* _WHAT TO WORK ON_:
a: Answer these questions about the forum thread on teaching a male dog to lift his leg:
(i) What YouTube example does the first post give of a dog taught an impressive but not very useful skill?
(ii) What did Samba's training friend have her husband do while house training her pup?
(iii) What kind of dogs does MaggieRoseLee suggest going on walks with?
b: Extend the forum thread on teaching a male dog to lift his leg by writing the reply that follows its final header, "Good_Karma (Jun 28, 2009)".

* _TEXT_:
# Ultimate clicker training challenge



## Good_Karma (Jun 28, 2009)

How would I teach my male to lift his leg when he pees? Is this even possible??? I've seen the amazing things you can do with a clicker if you know how to use one, and those amazing YouTube videos like the dog who is taught to roll up a carpet (not a particularly useful skill). So here's a brain puzzler for you clicker trainers.

Getting a bit tired of wiping pee off him all the time...:help:

My parents think my husband should teach him


----------



## Samba (Apr 23, 2001)

A training friend has the leg lifting behavior trained on cue. That way she can cue her dog to lift his leg on the unsuspecting. He doesn't pee when he does this though. I am not sure that they would do the trained behavior and void at the same time! 

I have had males with "pee pee leg" from not lifting. It is a bit smelly. My friend had her husband pee on a tree, and then her pup would do it when house training. Not sure about the leg lift learning there either!


----------



## MaggieRoseLee (Aug 17, 2001)

Wonder if it would help if you went on more walks with mature males (friendly ones) that lift their legs. Their peeing high maybe would have him wanting to do the same?


----------



## Good_Karma (Jun 28, 2009)

Part of a data file:
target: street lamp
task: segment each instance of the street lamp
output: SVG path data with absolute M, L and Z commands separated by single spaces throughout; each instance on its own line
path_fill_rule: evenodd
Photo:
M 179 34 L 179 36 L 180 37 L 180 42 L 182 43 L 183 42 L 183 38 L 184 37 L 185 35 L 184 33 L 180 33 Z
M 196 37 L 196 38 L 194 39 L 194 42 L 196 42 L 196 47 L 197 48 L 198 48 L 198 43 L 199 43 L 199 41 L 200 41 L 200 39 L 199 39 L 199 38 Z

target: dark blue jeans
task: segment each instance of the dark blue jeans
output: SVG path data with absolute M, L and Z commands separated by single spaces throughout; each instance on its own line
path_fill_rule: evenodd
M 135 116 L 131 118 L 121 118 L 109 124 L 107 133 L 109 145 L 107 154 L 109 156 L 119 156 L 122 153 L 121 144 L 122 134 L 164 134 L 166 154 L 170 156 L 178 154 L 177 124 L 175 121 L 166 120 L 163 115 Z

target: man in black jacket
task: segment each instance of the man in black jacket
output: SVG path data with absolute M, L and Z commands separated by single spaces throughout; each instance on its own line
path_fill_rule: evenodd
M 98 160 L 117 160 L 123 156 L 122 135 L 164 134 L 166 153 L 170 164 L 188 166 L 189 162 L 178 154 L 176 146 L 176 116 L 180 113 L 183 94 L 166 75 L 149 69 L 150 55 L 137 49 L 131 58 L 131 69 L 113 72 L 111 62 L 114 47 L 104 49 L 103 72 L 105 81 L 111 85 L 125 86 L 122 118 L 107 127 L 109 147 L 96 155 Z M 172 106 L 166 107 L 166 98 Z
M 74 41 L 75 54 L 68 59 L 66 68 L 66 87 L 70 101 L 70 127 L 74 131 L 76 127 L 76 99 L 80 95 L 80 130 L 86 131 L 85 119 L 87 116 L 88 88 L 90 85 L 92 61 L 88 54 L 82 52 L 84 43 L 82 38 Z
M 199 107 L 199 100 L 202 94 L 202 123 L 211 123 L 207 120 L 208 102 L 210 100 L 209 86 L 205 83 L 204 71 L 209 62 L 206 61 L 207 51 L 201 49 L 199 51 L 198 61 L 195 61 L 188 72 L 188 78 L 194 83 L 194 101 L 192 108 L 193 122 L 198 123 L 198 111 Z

* _REPLIES_:
a:
(i) A dog taught to roll up a carpet.
(ii) Pee on a tree.
(iii) Friendly mature males that lift their legs.

b:
MaggieRoseLee said:


> Wonder if it would help if you went on more walks with mature males (friendly ones) that lift their legs. Their peeing high maybe would have him wanting to do the same?


Unfortunately Niko has disliked (fearful) other dogs ever since he was in puppy social hour. And puppy kindergarten, and puppy obedience, and doggy day care... We really did try hard to socialize him (we don't have friends in the area with dogs so it had to be in a class) but he never wanted anything to do with any other dogs except his big "sister" Rosa. What you suggest would probably work for a well-adjusted dog.


----------



## Zoeys mom (Jan 23, 2010)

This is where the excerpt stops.